* START Data extract *

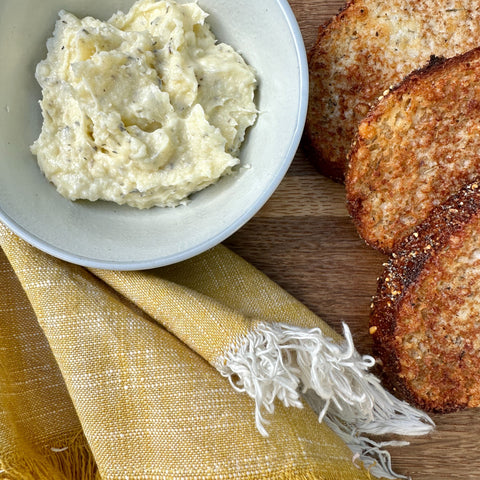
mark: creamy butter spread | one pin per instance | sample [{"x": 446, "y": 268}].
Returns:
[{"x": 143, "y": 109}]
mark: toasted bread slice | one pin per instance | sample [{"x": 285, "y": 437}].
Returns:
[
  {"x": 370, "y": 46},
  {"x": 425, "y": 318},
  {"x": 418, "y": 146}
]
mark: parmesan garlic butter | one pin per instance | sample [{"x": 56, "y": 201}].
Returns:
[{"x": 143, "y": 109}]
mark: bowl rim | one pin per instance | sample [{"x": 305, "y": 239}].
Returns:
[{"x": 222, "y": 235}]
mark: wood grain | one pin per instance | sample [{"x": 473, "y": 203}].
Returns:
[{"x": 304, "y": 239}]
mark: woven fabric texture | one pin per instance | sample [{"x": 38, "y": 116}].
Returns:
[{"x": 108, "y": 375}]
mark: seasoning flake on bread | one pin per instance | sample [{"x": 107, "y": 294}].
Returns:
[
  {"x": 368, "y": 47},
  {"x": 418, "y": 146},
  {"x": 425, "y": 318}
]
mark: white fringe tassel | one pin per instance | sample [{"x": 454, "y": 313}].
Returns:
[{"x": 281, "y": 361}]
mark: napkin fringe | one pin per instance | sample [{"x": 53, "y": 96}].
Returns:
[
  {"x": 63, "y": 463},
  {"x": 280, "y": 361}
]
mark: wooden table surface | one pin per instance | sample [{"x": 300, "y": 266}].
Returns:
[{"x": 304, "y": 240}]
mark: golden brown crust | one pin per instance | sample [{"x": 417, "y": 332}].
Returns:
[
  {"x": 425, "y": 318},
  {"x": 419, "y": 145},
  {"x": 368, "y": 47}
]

* END Data extract *
* START Data extract *

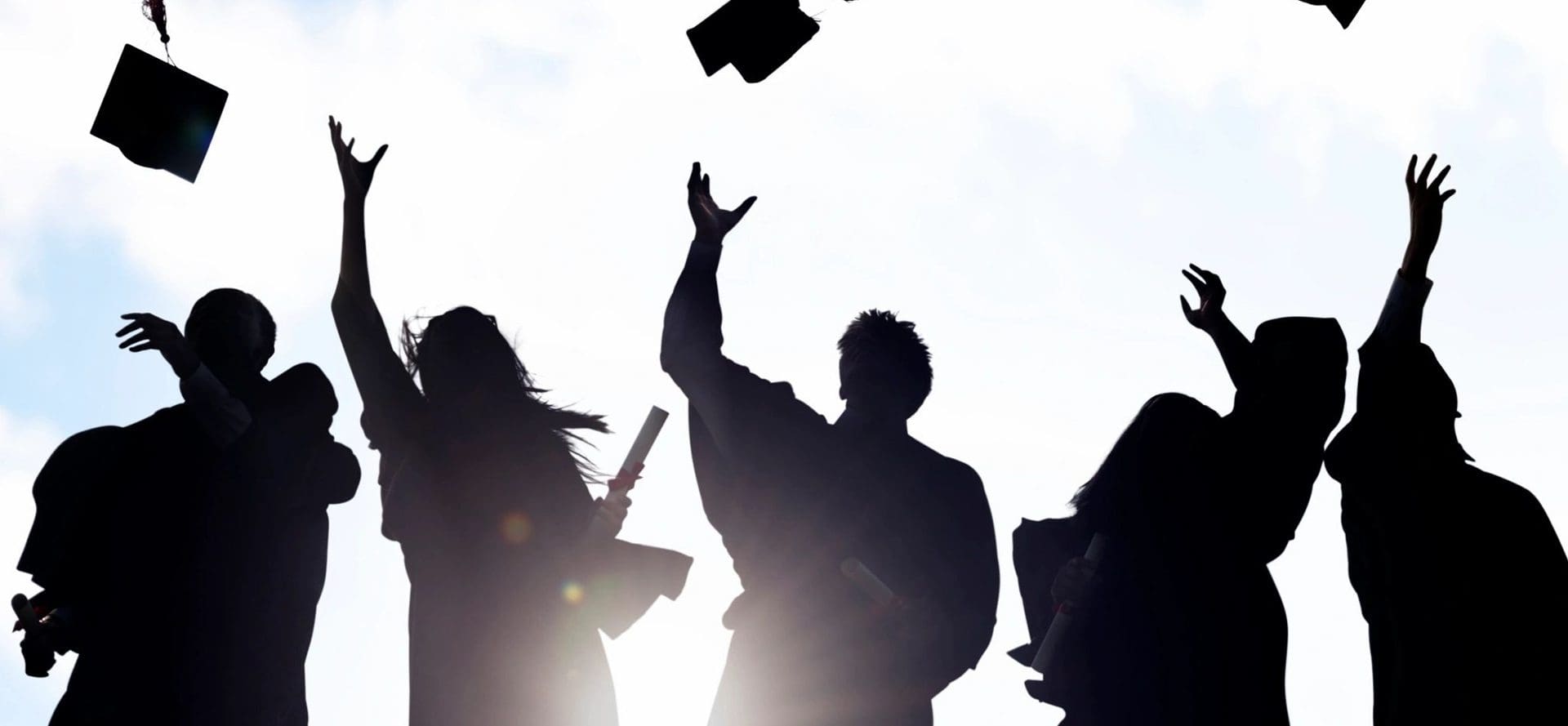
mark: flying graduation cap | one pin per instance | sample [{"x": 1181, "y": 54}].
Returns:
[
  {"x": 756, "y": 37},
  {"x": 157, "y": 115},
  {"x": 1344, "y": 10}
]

* END Data extract *

Work instructions: Return each line of the entries that contains the string "sample".

Exercise solution:
mark: creamy butter spread | one pin per instance | sample [{"x": 446, "y": 268}].
mark: toasted bread slice | one pin per instance | sample [{"x": 285, "y": 437}].
mark: parmesan garlic butter | one pin per instance | sample [{"x": 56, "y": 201}].
mark: bowl rim | one pin per instance | sample [{"x": 305, "y": 239}].
mark: wood grain | one pin per instance | sample [{"x": 473, "y": 203}].
mark: woven fabric texture | one pin per instance | sample [{"x": 38, "y": 116}].
mark: seasoning flake on bread | one pin per instance | sample [{"x": 107, "y": 294}].
mark: white fringe tassel | one pin per instance | sample [{"x": 454, "y": 313}].
mark: napkin fringe | one pin per instance | sample [{"x": 53, "y": 96}].
mark: wooden table surface | one pin per instance | sample [{"x": 300, "y": 266}].
mark: golden brown crust | one pin per instance | sample [{"x": 417, "y": 332}].
mark: flying graduation cap | one pin per instance | sample [{"x": 1181, "y": 54}].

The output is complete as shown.